Suddenly, the once smirked about condom is the darling of the market. "It's a combination of so many forces," said Lynn Pauls, a pharmaceuticals industry analyst for E.F. Hutton. "It's a worldwide health issue on the one hand. On the other, you have a tremendous surge of interest from the media. You have the leading physician in government {Surgeon General C. Everett Koop} essentially saying the moral issue {of birth control} must come second to the public health."

The two largest manufacturers of condoms in the United States -- Carter-Wallace and Schmid Laboratories, which produces Ramses and Sheik -- had for years concentrated marketing efforts on major U.S. drugstore chains. Now they are reaching out to convenience stores and grocery stores and are spending millions on television, radio and print advertising, much of it targeting women, who, some marketing studies show, buy 40 percent or more of the condoms now sold in this country.

New competitors are quickly entering the field. Several new companies are importing condoms from Japan, where the birth-control pill has never been approved and the condom is the No. 1 birth-control method. The U.S. condom market, where 325 million condoms were sold at retail for more than $175 million last year, has the potential to double over the next three to four years, said Pauls.

But at least one leading U.S. maker of condoms is cautious about the potential for market growth because of the interest in condoms as protection against AIDS.

"That's crystal-ball stuff," said Paul A. Tateo, marketing director for the privately owned Schmid Laboratories, whose Sheik and Ramses brand condoms rank second in U.S. sales, behind Trojans. "Number one, we're selling preventative stuff, and that's a tough sell. Someone first has to believe that they're in danger. What we're talking about is a total change in the consumer's attitude."

Asked about the effects of the surgeon general's interest in condoms, Tateo replied, "Well, the surgeon general also told people to quit smoking."

"Market research shows some change in attitude toward condoms," said David Mayer, whose Mayer Laboratories will be introducing condoms imported from Japan in the spring. "But most people still look at them as an ugly little necessity."

Emphasis on the condom as a protection against AIDS, which usually is transmitted through the exchange of body fluids in sexual intercourse or through blood products, has made a difference in the way condoms are marketed.

Several companies are now specifically targeting an audience of single, upscale women who are concerned about sexually transmitted diseases, including AIDS. Mentor, a Minneapolis drug company, addresses the issue in advertisements in such magazines as Savvy, Self, Ms. and Psychology Today. The company has developed a condom with an adhesive strip that seals to the skin and forms a water-tight barrier that prevents the exchange of body fluids.

The consumer who buys the Mentor brand will pay more for what the company and the FDA have said is extra protection. The price at one local drug store was $9.49 for a box of six condoms, compared with other brands, which cost $8 to $9 for boxes of 12.

Mentor's market research has shown that between 40 percent and 70 percent of condoms sold today are purchased by women who are concerned about the unhealthy side effects of spermicides and the birth-control pill and who are interested as well in protection against sexually transmitted diseases.

•••

:: TASK SET ::
A – In the condom market article, which brand ranks first in U.S. condom sales?
B – Transcribe a passage of the condom market article word for word, starting at the words "New competitors are" and ending after the words "years, said Pauls.".
The data that comes next has no connection to the condom market article.

:: Saved entries ::
•••

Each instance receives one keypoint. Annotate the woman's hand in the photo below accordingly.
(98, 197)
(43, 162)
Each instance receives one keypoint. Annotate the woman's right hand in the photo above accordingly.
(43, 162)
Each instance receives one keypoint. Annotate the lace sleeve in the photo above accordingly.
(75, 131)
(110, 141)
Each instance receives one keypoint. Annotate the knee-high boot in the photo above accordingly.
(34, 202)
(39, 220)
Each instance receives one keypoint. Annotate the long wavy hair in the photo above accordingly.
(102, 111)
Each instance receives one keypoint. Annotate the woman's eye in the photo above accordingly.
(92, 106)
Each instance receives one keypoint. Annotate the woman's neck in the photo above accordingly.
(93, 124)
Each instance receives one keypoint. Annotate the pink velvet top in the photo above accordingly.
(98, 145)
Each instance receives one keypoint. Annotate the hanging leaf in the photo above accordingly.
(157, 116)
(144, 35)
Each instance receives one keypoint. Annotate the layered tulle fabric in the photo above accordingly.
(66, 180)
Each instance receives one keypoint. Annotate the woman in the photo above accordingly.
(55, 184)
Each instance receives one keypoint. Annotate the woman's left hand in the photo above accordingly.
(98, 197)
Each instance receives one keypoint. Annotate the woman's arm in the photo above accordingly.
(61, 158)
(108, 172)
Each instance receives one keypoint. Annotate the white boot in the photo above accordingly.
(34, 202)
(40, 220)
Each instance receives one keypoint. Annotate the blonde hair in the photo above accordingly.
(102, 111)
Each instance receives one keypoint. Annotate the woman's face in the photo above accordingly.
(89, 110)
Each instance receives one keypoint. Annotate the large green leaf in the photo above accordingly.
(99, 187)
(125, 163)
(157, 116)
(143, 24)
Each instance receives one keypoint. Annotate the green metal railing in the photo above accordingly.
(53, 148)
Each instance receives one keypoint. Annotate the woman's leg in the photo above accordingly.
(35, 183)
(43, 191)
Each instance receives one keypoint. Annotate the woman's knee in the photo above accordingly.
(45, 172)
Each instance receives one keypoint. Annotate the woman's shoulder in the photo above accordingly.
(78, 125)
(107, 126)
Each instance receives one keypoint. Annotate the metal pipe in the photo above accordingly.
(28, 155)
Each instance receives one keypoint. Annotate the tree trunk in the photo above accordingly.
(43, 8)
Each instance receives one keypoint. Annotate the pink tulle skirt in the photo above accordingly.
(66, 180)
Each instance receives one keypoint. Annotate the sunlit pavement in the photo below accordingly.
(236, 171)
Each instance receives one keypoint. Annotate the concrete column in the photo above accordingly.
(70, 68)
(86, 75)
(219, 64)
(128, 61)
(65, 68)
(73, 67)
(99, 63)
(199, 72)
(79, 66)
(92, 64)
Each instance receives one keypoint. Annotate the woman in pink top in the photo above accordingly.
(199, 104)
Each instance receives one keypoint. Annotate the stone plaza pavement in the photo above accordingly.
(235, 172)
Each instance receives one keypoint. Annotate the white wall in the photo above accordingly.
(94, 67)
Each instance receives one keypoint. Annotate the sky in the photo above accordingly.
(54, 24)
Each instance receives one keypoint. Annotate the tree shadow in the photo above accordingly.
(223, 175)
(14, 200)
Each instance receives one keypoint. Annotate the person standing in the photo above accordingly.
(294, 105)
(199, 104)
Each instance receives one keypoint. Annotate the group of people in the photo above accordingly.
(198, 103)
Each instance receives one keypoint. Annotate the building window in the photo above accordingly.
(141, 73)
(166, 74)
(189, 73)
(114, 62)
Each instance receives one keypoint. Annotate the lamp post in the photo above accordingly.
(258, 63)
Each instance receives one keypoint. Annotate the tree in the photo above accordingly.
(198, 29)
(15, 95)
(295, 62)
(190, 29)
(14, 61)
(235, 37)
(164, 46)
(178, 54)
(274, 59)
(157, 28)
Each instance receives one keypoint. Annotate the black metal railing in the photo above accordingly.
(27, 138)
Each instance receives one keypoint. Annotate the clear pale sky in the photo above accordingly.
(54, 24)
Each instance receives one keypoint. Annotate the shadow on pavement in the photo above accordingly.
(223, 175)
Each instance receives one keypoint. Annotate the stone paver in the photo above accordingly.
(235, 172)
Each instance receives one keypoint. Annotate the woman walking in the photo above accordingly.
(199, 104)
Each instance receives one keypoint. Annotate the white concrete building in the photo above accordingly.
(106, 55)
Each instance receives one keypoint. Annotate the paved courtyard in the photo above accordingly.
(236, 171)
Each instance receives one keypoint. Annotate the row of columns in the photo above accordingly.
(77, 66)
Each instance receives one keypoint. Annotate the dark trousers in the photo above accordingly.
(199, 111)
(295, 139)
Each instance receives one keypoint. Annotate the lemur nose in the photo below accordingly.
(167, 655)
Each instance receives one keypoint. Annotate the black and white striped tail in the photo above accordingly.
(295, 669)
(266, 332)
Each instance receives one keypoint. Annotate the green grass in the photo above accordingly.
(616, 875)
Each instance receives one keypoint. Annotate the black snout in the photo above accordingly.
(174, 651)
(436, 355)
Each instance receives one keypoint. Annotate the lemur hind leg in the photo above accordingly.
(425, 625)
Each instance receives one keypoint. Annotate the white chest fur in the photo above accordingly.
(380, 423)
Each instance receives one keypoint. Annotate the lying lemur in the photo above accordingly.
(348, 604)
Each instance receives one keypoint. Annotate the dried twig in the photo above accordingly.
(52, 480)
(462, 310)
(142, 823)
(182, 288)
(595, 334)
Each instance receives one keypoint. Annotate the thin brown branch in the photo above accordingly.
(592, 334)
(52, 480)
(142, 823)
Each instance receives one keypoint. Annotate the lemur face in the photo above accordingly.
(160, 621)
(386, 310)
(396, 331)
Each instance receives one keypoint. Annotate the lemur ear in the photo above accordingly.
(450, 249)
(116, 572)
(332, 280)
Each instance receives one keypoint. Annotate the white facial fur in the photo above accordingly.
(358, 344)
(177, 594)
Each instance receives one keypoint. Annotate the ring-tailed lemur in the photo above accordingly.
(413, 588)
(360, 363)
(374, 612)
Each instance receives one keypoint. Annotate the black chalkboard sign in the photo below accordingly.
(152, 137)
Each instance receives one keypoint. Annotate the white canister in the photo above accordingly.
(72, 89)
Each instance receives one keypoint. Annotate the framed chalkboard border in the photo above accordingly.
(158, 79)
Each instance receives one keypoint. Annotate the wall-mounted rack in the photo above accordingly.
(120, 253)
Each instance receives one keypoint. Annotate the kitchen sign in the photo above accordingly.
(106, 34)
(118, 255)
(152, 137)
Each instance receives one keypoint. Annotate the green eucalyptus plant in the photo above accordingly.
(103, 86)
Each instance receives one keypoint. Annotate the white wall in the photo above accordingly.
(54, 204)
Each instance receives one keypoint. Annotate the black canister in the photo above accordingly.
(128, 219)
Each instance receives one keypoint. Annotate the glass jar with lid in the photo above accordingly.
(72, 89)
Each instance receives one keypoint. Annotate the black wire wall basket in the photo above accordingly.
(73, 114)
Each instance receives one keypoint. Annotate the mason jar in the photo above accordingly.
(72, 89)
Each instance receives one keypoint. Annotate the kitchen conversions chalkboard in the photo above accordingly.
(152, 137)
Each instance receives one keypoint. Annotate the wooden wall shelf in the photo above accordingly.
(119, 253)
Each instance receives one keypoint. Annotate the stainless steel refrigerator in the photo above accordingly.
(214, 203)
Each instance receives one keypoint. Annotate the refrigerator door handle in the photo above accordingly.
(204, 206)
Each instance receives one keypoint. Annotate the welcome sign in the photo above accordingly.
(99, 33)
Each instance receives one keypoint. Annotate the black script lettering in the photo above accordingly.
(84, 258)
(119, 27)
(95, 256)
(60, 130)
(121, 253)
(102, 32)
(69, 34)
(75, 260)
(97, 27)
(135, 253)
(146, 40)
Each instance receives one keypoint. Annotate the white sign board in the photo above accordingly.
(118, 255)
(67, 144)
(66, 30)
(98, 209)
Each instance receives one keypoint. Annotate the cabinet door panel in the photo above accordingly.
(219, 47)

•••

:: RESPONSES BY TASK ::
A – Trojans.

B –
New competitors are quickly entering the field. Several new companies are importing condoms from Japan, where the birth-control pill has never been approved and the condom is the No. 1 birth-control method. The U.S. condom market, where 325 million condoms were sold at retail for more than $175 million last year, has the potential to double over the next three to four years, said Pauls.